EXERCISES |
(1) What fourth-quarter revenue range does the Motorola layoffs article say the company expects?
(2) Continue the Motorola layoffs article, starting after its last sentence.

LOS ANGELES – Mobile handset maker Motorola Inc. said Wednesday it will cut 4,000 more jobs in 2009, in addition to 3,000 it announced in October.


In this March 26, 2008 file photo, the Motorola logo on a cell phone is seen in a store in New York. Mobile handset maker Motorola Inc. on Wednesday, Jan. 14, 2009 said it will cut 4,000 more jobs in 2009, in addition to 3,000 it announced last year. [Agencies] 

The company said the move will save about $700 million a year starting in 2009, and total $1.5 billion in annual savings when combined with the previous cut.

Most of the new layoffs will hit the mobile devices business, while about 1,000 jobs are tied to corporate functions and other business units.

The move is the latest in cost-cutting measures by Motorola, which has been struggling to revive its business in recent years. When the cuts are complete, around 12,000 workers will have left the company since December 2007 when there were 66,000 employees, an 18 percent reduction. Last month, it announced it was freezing its pension plans and reducing executive pay.

The Schaumburg, Ill.-based company also said Wednesday it expects revenue for the fourth quarter to be between $7 billion and $7.2 billion, as it saw continued weakness in consumer demand and customer inventory reductions.

Analysts polled by Thomson Reuters expected, on average, $7.5 billion in revenue.

Shipments in the quarter hit around 19 million units, Motorola said. That's down 25 percent from the third quarter — a rare and steep decline for the holiday season — and off a whopping 54 percent from a year ago.

"It's not supposed to happen that way," said analyst Pablo Perez-Fernandez with Global Crown Capital, noting the first quarter is usually weaker than the fourth. "We think that things get worse for Motorola before they start getting better."

The company also said it expects a fourth-quarter net loss from continuing operations between 7 cents and 8 cents per share, including 6 cents per share of restructuring costs and other charges. The estimate did not include new charges for the layoffs announced Wednesday, which could widen the loss.

Analysts were looking for a profit of 3 cents per share.

"The actions we are taking today in our mobile devices business will allow us to further reduce our cost structure, and positions us for improved financial performance in 2009," said Motorola's co-chief executive, Sanjay Jha, in a statement.

Motorola shares fell 21 cents, or 4.9 percent, to close at $4.11 Wednesday, and were unchanged in after-hours trading following the announcement. The shares have lost more than 70 percent of their value since this time last year.

COLLECTED MATERIAL |

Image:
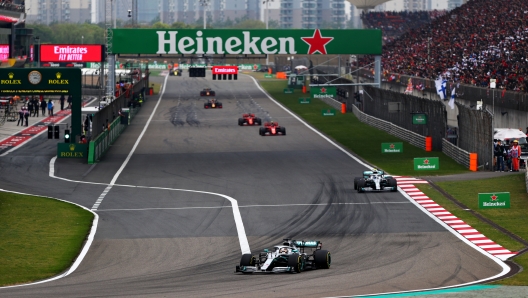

EXPECTED OUTPUTS |
(1) Between $7 billion and $7.2 billion.

(2)
Douglas Ireland, an equity research associate at JMP Securities, said the company has failed to duplicate the success of the Razr phone, which came out in 2005, and is having continuing difficulties organizing a comeback.

The latest in its series of products, an iPhone look-alike with a touch-sensitive screen, the MotoSurf A3100, was unveiled at the International Consumer Electronics Show in Las Vegas earlier this month, but it has yet to secure a carrier. The company said it is expected to start selling in Asia and Latin America by March.

In October, the company announced it would cut 3,000 jobs by April, most of them from the cell phone unit, and said it would focus on just three software systems: Microsoft Corp.'s Windows Mobile; P2K, its own system used on the Razr phone; and Android, a free operating system from Google Inc.

Jha said Motorola will have an Android phone by the 2009 holiday season.

"Their new strategy for Android-based phones may be a winner but it is at least two or three quarters from bearing fruit, which is an eternity on Wall Street," Ireland said.

Analyst Edward Snyder, the principal of Charter Equity Research, said Motorola has fallen far since 2006 when it was the No. 2 handset maker behind Nokia Corp.; it's now fighting for fifth place with Sony Ericsson.

He said the company was in a "handset death spiral" where it must churn out new models, even unprofitable ones, to maintain its relationship with mobile phone carriers.

"There's been no handset company that's ever turned it around," Snyder said. "They're down 28 or 30 points in the fourth quarter of the Super Bowl. They can still pull it out, but it's going to be a vastly smaller business than where it started."